[start]
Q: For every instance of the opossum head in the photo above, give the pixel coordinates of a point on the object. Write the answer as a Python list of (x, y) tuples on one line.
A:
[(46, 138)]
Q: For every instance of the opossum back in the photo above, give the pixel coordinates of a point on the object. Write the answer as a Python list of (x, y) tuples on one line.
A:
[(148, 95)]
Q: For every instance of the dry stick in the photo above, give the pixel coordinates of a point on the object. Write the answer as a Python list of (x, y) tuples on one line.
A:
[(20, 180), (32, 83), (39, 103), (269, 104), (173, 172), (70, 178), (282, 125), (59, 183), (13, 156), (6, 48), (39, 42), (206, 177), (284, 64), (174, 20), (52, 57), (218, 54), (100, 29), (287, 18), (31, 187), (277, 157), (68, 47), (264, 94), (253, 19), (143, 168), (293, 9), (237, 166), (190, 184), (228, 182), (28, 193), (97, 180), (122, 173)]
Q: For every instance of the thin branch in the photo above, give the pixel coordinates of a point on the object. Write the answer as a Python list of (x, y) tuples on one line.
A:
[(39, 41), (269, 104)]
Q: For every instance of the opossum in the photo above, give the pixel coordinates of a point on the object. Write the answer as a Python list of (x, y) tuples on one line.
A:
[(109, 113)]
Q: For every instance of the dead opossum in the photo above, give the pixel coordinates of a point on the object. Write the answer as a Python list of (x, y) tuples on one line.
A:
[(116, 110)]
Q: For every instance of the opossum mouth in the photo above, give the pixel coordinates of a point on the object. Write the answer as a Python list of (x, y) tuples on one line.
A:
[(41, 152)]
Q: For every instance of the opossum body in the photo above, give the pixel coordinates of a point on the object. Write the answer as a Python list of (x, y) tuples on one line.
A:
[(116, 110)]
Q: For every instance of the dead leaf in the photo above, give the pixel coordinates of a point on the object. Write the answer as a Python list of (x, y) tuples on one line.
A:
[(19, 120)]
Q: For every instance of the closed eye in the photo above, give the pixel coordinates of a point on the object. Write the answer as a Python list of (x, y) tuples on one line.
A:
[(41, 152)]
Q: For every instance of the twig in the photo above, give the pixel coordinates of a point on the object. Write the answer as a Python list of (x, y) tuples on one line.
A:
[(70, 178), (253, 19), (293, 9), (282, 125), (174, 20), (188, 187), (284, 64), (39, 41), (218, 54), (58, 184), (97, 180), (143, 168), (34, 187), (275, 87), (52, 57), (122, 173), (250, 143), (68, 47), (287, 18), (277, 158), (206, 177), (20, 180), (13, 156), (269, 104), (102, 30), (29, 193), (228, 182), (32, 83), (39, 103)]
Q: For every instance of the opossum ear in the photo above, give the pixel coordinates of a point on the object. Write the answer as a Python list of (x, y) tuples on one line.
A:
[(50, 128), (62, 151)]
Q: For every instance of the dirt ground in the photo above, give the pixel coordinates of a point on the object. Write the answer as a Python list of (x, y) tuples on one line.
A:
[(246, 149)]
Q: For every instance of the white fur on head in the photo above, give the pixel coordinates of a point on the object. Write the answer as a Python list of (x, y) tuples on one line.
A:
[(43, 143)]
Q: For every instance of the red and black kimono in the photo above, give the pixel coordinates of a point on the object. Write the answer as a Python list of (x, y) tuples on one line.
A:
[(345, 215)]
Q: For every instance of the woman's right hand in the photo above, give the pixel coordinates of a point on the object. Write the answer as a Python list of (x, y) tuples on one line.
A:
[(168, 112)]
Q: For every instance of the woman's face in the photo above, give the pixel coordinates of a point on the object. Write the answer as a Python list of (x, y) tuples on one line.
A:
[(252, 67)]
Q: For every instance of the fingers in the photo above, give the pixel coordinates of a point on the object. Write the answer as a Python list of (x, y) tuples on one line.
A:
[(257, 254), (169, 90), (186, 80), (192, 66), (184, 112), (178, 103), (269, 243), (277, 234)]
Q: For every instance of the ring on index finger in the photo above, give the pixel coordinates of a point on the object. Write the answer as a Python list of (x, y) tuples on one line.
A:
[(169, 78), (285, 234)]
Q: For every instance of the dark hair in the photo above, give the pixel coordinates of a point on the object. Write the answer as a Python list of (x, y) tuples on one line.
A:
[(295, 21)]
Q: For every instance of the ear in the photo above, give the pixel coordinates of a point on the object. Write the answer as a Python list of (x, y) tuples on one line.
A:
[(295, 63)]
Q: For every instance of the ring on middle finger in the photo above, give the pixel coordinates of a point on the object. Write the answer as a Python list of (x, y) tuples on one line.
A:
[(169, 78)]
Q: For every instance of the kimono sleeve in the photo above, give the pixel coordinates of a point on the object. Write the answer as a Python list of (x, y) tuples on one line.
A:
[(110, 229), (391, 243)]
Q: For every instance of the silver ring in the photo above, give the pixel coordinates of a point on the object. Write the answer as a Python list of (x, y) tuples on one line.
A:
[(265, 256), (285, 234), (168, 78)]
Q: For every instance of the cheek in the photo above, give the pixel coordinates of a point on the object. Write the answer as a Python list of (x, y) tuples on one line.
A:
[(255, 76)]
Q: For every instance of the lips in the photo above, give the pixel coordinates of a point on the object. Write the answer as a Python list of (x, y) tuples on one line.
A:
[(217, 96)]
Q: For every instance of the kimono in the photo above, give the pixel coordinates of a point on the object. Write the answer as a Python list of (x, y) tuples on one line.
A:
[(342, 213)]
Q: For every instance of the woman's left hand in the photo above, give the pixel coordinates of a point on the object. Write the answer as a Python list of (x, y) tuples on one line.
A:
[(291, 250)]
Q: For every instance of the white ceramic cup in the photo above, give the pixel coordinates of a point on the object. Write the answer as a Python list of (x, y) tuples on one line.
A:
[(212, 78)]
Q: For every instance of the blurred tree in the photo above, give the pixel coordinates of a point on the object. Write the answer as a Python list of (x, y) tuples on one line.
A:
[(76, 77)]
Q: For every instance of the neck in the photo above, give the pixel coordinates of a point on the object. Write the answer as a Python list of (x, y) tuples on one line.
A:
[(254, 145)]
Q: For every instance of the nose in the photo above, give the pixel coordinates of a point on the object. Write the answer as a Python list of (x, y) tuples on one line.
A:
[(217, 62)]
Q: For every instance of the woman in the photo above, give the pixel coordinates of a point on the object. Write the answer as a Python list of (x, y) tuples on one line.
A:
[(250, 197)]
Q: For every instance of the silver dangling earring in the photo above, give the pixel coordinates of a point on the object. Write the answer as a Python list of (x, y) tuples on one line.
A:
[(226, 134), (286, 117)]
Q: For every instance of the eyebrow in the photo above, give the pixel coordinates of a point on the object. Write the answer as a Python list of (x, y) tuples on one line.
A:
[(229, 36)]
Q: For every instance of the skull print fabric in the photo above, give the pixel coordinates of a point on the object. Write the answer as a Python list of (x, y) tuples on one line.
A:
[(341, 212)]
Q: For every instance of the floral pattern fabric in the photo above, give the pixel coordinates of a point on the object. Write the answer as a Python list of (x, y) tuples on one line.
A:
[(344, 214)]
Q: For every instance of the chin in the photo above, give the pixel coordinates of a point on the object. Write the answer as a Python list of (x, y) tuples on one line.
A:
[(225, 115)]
[end]
What to do: Reproduce the material above in full, substituting "point coordinates" for every occurrence of "pixel coordinates" and keeping everything else unchanged.

Exercise solution:
Q: For every instance of the opossum head in the photo above, give the point coordinates of a point on the object. Write the answer as a Python list of (x, y) tuples on one line.
A:
[(46, 138)]
Q: For every instance of the opossum back in the photo above, give the point coordinates of a point on the object. Write the answer as a Python list of (x, y) tuples on one line.
A:
[(148, 95)]
Q: For every instance of the dry stick in the photo above, give the point coordinates of a point on the object. Write the answer as a Python list of (x, y) tuples on one line.
A:
[(20, 180), (32, 83), (39, 103), (269, 104), (173, 172), (70, 178), (282, 125), (59, 183), (13, 156), (6, 48), (39, 42), (206, 177), (284, 64), (174, 20), (52, 57), (218, 54), (100, 29), (287, 18), (31, 187), (277, 157), (68, 47), (264, 94), (253, 19), (143, 168), (293, 9), (237, 166), (190, 184), (228, 182), (28, 193), (97, 180), (122, 173)]
Q: For every instance of the thin branch in the photo above, give the point coordinates of a point on the object. Write the answer as a Python list of (x, y) tuples on one line.
A:
[(39, 41), (269, 104)]
Q: For every instance of the opossum in the photo above, give the point coordinates of a point on the object. Write the answer as a Python list of (x, y) tuples on one line.
A:
[(109, 113)]
Q: For every instance of the dead opossum in the photo above, give the point coordinates of a point on the object. Write the answer as a Python list of (x, y) tuples on one line.
A:
[(116, 110)]
Q: For every instance of the opossum mouth in the photo above, give the point coordinates of a point on the object. Write the answer as a Python list of (x, y) tuples on one line.
A:
[(41, 152)]
Q: For every instance of the opossum body in the photo above, give the point coordinates of a point on the object. Write the answer as a Python list of (x, y) tuples on one line.
A:
[(116, 110)]
Q: For every instance of the dead leaf in the photo above, give the point coordinates of a point on the object. Write the answer as a Python list of (x, y) tuples on one line.
A:
[(19, 120)]
Q: For every instance of the closed eye in the photo above, give the point coordinates of a point on the object. Write the answer as a Python list of (x, y) tuples on one line.
A:
[(41, 152)]
Q: For every instance of the twig in the photo above, give the point coordinates of a point on the object. Write the answer as a Python list of (x, y) tuples on one line.
A:
[(70, 178), (253, 19), (293, 9), (282, 125), (174, 20), (188, 187), (284, 64), (39, 41), (218, 54), (58, 184), (97, 180), (143, 168), (34, 187), (275, 87), (52, 57), (122, 173), (250, 143), (68, 47), (287, 18), (277, 158), (206, 177), (20, 180), (13, 156), (269, 104), (102, 30), (29, 193), (228, 182), (32, 83), (39, 103)]
Q: For every instance of the opossum ear in the photo above, give the point coordinates of a point on the object. Write the answer as a Python list of (x, y) tuples on one line.
A:
[(50, 128), (62, 151)]
Q: For every instance of the dirt ground in the photo above, give the point coordinates of a point on the object. Write the answer as a Python list of (x, y) tuples on one line.
A:
[(246, 149)]
Q: For every instance of the white fur on head in the photo above, give the point coordinates of a point on the object. Write the answer as a Python list of (x, y) tuples on one line.
A:
[(43, 143)]
Q: For every instance of the red and black kimono in the photo above, give the point coordinates of a point on the object. Write the answer as a Python list of (x, y) tuples on one line.
A:
[(345, 215)]
Q: For every instance of the woman's right hand in the photo above, give the point coordinates of a point on the object. Write the answer as a Python list of (x, y) tuples on one line.
A:
[(168, 112)]
Q: For every instance of the woman's face in the photo above, give the point coordinates of a point on the object. Write the answer as a Python list of (x, y) tuples on one line.
A:
[(252, 67)]
Q: For every instance of the fingers in the photo above, give the point coordinates of a point on the object. Write the answer as a Python list of (x, y) tuples on one line.
A:
[(257, 254), (169, 90), (186, 80), (192, 66), (184, 112), (178, 103), (269, 243), (277, 234)]
Q: For every instance of the ring on index finger in the photo above, give the point coordinates of a point on the object. Write the answer as a Python list of (x, y) tuples on one line.
A:
[(169, 78), (285, 234)]
Q: For every instance of the dark hair in the photo above, give the point coordinates of a point on the object. Write the answer as a Python list of (x, y) tuples on one line.
A:
[(295, 21)]
Q: For every instance of the ear in the photo above, give the point coordinates of a point on the object. Write the answer as a Python list of (x, y) tuples on one line.
A:
[(295, 63)]
Q: For every instance of the ring on middle finger in the photo above, give the point coordinates of a point on the object. Write the answer as a Python list of (x, y) tuples on one line.
A:
[(169, 78)]
Q: For every instance of the kimono sleeve in the photo above, give the point coordinates of a point on the object. Write the answer as a Python list of (x, y) tuples on one line.
A:
[(110, 229), (391, 243)]
Q: For every instance of the silver ring in the photo above, give the point coordinates of a point on the object. Write the answer as a Python list of (x, y) tuples on one line.
A:
[(265, 256), (285, 234), (168, 78)]
Q: For every instance of the cheek in the photo above, give the point coordinates of a point on the object. Write the answer as a Python list of (x, y) tuples on one line.
A:
[(255, 76)]
Q: For every instance of the lips in the photo above, give the point coordinates of a point on the object. Write the answer as a Python list of (x, y) tuples on one line.
A:
[(217, 96)]
Q: For every instance of the kimono in the photo above, give the point coordinates of a point on the object. Write the answer as a Python list of (x, y) tuples on one line.
A:
[(342, 213)]
Q: For every instance of the woman's left hand in the photo above, give the point coordinates of a point on the object. Write the answer as a Python list of (x, y) tuples on one line.
A:
[(291, 250)]
Q: For every instance of the white ceramic cup in the photo above, give the point coordinates of a point on the object. Write the answer as a Python list of (x, y) tuples on one line.
A:
[(212, 78)]
Q: For every instance of the blurred tree in the photo above, give the point coordinates of a point on the object. Write the answer as a Python list of (x, y) tuples on one line.
A:
[(76, 77)]
Q: For every instance of the neck in the photo above, give the point coordinates of a point on the object. Write the answer as a Python list of (x, y) tuples on one line.
A:
[(254, 145)]
Q: For every instance of the nose in the photo above, give the point coordinates of a point on the object. Write the answer as a Python list of (x, y) tuples on one line.
A:
[(217, 62)]
Q: For every instance of the woman in the photo above, give the point coordinates of a point on the object. Write the answer as a Python list of (x, y) tuples on one line.
A:
[(250, 197)]
Q: For every instance of the silver dangling earring in the photo above, give the point coordinates of a point on the object. Write the answer as a Python list of (x, y) tuples on one line.
A:
[(226, 134), (286, 117)]
Q: For every instance of the eyebrow in the photo above, give the point coordinates of a point on the object. Write the answer as a Python list of (x, y) tuples on one line.
A:
[(229, 36)]
Q: For every instance of the skull print fabric in the photo above, give the point coordinates of a point on the object. Write the answer as a Python list of (x, y) tuples on one line.
A:
[(341, 212)]
Q: For every instance of the floral pattern fabric in the photo above, give the point coordinates of a point on the object. Write the answer as a Python list of (x, y) tuples on one line.
A:
[(344, 214)]
Q: For every instance of the chin in the photo above, give the point coordinates of a point on the object. Write the answer as a Python list of (x, y) tuples on one line.
A:
[(225, 115)]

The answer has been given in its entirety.